» Text shown
President Bush “restricted” federal funding for embryonic stem cell research to cells derived from embryos that had already been destroyed (as of his speech of Aug. 9, 2001),” Krauthammer wrote.
By contrast Obama’s address was unserious, unreflective, and showed total unawareness of where (in Krauthammer’s words) the “protean power of embryonic manipulation” could take us.
Finally, the Post concludes,
“Embryonic stem cells have been the ‘gold standard’ in research to date, lead study author Felicia Pagliuca explained. Scientists haven’t established that non-embryonic stem cells are as useful. ‘We don’t know what we don’t know’ about them, she said. Until they do, it is crucial that scientists preserve the flexibility to explore the huge potential of stem cell research.”
I’ll take the Post at its word that Pagliuca said (presumably to the Post), “We don’t know what we don’t know’ about them,” referring to non-embryonic stem cells; I couldn’t find that comment anywhere other than in the Post editorial.
Then there is the sentence that came before Pagliuca’s quote, which is presumably either a paraphrase of the thinking behind her quote or the Post’s own conclusion: “Scientists haven’t established that non-embryonic stem cells are as useful.” Let’s deconstruct that.

First, as the Post concedes in its opening paragraph, before the study results reported in “Cell,” while proponents have fallen all over themselves touting the great “potential” of embryonic stem cells, “[U]ntil now the scientists didn’t have many big payoffs to tout.”

» Data for review
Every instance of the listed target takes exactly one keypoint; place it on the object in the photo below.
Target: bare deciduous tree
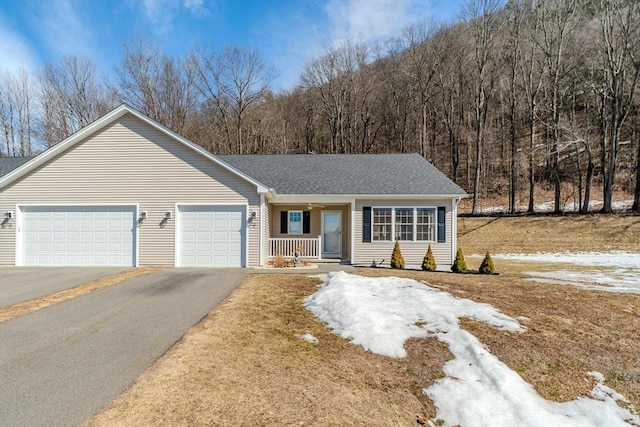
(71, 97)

--

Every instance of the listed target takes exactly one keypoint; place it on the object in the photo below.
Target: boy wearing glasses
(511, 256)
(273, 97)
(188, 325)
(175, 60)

--

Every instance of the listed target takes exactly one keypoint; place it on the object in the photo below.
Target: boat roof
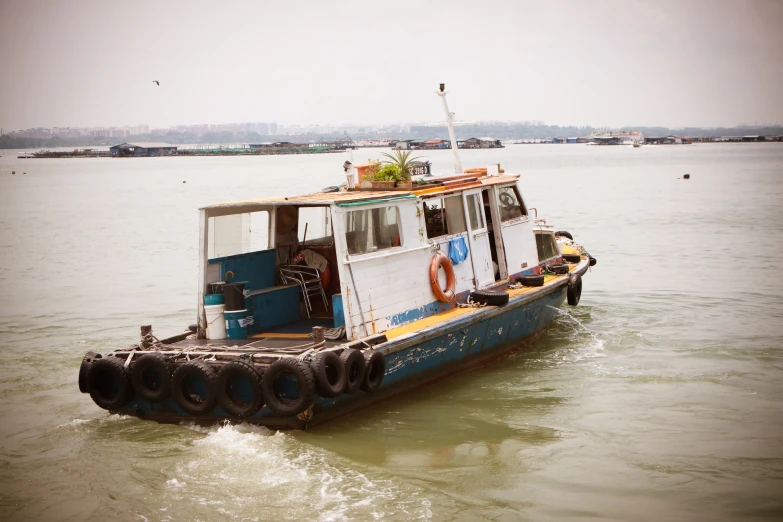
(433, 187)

» Questions on the material
(a) Summarize the stem cell excerpt in three sentences.
(b) Please transcribe the stretch of the stem cell excerpt from "I’ll take the" through "the Post editorial.".

» Task responses
(a) Krauthammer wrote that President Bush restricted federal funding for embryonic stem cell research to cells from embryos that had already been destroyed, while Obama's address is described as unserious and unaware of where embryonic manipulation could lead. The Post's editorial concludes, citing study author Felicia Pagliuca, that embryonic stem cells have been the "gold standard," that scientists haven't established non-embryonic stem cells as equally useful, and that scientists should keep the flexibility to explore stem cell research. The writer could find Pagliuca's comment only in the Post editorial, sets out to deconstruct the claim about non-embryonic cells, and points to the Post's concession that until now scientists didn't have many big payoffs to tout.

(b)
I’ll take the Post at its word that Pagliuca said (presumably to the Post), “We don’t know what we don’t know’ about them,” referring to non-embryonic stem cells; I couldn’t find that comment anywhere other than in the Post editorial.